[[ Supplied data, beginning ]]

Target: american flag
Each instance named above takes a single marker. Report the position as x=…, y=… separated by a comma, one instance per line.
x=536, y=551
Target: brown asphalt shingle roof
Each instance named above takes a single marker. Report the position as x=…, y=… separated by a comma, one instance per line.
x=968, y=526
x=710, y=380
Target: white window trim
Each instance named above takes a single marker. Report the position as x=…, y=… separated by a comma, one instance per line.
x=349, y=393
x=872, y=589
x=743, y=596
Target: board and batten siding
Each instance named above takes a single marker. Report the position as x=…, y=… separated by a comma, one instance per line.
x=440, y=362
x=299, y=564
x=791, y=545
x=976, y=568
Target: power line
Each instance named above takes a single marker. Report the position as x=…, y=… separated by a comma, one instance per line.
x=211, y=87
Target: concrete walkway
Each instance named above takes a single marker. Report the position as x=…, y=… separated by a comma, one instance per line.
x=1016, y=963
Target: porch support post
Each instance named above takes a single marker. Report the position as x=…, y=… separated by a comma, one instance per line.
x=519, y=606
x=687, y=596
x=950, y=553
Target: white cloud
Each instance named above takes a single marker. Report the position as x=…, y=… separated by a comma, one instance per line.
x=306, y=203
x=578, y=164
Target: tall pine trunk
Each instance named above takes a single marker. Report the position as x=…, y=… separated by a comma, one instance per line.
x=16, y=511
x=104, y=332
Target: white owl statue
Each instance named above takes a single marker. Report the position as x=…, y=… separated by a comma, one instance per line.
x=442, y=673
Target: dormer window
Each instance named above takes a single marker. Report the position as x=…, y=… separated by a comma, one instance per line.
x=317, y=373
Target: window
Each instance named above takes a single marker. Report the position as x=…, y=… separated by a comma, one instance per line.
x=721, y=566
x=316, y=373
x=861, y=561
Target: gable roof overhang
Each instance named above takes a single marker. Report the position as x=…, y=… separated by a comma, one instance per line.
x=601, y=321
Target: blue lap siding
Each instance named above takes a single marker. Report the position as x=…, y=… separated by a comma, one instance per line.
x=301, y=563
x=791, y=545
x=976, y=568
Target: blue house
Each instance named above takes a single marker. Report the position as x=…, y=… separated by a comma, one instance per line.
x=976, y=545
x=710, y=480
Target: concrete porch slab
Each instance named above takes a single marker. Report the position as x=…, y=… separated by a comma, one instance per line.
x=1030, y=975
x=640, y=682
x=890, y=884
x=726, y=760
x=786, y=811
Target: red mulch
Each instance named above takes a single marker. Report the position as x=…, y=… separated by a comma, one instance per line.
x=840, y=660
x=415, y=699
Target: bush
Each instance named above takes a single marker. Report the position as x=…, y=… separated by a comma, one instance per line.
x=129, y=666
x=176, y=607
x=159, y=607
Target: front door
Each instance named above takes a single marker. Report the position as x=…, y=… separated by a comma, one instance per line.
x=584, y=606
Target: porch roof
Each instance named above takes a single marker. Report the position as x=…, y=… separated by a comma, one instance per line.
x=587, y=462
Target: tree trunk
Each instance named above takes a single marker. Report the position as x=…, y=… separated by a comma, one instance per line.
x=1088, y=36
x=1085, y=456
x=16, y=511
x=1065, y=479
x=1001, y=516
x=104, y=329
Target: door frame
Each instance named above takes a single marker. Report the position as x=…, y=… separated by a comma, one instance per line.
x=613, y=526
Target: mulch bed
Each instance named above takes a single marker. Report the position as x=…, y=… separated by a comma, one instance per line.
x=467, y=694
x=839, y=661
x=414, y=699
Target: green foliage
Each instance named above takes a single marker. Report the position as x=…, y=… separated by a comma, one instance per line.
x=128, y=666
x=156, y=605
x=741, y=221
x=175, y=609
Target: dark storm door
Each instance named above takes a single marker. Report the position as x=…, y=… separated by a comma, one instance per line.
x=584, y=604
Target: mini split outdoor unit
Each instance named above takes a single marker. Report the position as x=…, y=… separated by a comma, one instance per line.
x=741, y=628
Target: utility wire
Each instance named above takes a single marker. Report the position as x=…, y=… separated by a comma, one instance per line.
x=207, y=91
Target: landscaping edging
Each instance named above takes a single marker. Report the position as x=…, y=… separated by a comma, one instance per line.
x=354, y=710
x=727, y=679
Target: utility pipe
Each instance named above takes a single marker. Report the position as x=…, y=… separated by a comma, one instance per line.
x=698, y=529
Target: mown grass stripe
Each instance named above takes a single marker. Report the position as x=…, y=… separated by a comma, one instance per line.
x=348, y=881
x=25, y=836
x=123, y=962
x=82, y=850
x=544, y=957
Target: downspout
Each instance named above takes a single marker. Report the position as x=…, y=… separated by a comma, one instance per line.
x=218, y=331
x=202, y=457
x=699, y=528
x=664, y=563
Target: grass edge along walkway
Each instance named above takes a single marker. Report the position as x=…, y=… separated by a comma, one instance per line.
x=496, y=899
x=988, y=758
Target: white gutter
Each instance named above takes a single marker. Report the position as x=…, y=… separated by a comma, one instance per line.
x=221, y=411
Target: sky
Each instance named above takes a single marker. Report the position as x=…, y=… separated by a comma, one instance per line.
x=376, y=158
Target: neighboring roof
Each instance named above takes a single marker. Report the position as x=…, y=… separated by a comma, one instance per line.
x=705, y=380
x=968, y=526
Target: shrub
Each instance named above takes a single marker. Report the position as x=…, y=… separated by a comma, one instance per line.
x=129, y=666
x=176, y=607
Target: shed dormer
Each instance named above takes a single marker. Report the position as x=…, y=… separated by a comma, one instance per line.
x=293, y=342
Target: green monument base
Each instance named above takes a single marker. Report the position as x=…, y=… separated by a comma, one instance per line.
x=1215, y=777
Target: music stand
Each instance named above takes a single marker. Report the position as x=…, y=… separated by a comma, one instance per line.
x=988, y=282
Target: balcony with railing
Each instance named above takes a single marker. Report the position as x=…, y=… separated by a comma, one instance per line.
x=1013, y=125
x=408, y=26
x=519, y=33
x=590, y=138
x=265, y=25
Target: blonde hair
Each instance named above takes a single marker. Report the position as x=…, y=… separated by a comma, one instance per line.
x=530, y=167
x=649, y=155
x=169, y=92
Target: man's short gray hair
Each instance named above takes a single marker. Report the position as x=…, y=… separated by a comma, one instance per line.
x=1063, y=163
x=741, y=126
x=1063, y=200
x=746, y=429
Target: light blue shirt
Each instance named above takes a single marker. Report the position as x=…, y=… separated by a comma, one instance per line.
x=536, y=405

[[ Supplied data, end ]]

- **What is required**
State the number of lines in the records that include the string "utility", without any other words.

- **Exercise response**
2